What the exercise asks
Report every line of the listing below that contains the string "roof". Case counts.

⟨

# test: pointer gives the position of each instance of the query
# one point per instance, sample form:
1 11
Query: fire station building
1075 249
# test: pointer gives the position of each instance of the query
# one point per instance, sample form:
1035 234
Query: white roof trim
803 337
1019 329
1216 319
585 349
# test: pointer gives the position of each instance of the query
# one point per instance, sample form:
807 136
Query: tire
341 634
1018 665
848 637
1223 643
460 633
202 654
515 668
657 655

⟩
⟨

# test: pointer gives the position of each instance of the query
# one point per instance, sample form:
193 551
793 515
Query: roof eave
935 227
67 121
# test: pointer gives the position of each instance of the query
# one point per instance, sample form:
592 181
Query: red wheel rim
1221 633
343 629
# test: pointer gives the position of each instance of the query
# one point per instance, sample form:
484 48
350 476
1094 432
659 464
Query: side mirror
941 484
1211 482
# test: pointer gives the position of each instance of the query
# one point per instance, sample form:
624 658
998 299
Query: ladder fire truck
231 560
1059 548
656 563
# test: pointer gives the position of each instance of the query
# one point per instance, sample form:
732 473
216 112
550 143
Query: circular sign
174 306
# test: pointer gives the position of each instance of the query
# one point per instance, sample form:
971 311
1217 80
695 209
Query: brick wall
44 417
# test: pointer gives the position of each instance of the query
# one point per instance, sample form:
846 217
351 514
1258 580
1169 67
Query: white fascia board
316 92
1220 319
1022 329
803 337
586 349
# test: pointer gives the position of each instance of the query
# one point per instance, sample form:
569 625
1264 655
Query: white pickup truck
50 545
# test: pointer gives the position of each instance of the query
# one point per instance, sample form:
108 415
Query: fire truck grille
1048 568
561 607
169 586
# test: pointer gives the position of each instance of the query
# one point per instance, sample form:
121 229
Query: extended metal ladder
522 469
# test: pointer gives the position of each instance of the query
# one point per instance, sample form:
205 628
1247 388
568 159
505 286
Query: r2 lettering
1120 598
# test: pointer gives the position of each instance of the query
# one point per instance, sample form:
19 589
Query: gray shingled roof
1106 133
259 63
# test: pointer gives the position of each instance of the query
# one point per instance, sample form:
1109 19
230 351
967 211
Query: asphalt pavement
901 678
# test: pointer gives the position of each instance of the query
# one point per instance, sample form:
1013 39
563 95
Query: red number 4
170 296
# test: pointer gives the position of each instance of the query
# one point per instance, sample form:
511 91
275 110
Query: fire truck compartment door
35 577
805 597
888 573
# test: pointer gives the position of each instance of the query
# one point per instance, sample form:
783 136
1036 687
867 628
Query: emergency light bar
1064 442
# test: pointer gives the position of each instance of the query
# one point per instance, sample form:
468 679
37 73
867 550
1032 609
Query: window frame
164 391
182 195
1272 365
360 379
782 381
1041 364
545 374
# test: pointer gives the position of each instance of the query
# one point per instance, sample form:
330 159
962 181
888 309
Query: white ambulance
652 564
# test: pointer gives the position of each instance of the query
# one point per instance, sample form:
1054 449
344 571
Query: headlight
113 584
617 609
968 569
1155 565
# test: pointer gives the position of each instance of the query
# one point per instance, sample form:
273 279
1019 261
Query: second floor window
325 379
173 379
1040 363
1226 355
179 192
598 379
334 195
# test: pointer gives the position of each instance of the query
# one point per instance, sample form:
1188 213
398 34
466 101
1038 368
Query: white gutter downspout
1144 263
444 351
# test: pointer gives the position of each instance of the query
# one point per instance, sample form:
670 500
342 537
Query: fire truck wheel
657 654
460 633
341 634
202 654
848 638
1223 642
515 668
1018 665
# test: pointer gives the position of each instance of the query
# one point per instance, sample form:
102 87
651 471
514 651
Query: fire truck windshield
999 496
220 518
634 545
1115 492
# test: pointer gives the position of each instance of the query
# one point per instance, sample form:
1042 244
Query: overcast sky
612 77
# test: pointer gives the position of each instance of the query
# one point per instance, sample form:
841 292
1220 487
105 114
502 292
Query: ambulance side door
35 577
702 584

⟩
⟨

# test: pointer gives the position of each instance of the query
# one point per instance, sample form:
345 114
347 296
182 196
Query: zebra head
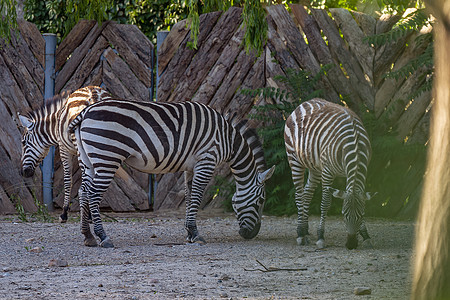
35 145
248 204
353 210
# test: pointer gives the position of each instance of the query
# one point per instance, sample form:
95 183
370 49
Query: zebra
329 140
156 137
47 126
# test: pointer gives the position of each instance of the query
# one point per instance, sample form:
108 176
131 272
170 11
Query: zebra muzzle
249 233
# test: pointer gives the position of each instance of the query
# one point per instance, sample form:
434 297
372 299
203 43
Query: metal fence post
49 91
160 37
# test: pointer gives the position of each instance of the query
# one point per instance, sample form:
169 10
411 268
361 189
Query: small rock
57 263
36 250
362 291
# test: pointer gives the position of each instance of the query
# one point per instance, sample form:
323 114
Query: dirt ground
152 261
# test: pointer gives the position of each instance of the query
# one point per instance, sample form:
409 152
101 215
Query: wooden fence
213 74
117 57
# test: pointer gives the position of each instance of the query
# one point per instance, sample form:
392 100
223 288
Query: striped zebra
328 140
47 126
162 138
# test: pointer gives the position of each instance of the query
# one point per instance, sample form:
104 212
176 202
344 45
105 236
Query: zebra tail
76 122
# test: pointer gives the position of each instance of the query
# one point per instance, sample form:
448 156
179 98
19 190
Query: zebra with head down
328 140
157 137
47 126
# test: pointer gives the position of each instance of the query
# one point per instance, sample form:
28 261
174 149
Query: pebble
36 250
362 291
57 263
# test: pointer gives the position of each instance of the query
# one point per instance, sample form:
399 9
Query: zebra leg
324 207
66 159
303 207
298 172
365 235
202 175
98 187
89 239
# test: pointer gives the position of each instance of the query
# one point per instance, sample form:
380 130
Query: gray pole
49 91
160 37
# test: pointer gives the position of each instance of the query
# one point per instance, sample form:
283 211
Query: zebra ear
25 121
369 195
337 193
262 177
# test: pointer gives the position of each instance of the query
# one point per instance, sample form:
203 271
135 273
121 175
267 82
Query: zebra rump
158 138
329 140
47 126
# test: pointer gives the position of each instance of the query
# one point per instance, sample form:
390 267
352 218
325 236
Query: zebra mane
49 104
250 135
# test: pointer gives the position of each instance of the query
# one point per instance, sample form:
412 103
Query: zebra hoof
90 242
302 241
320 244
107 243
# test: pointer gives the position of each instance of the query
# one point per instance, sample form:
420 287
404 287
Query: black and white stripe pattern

⟩

Full output
Query: white roof trim
Query: roof eave
Query: gray shingled roof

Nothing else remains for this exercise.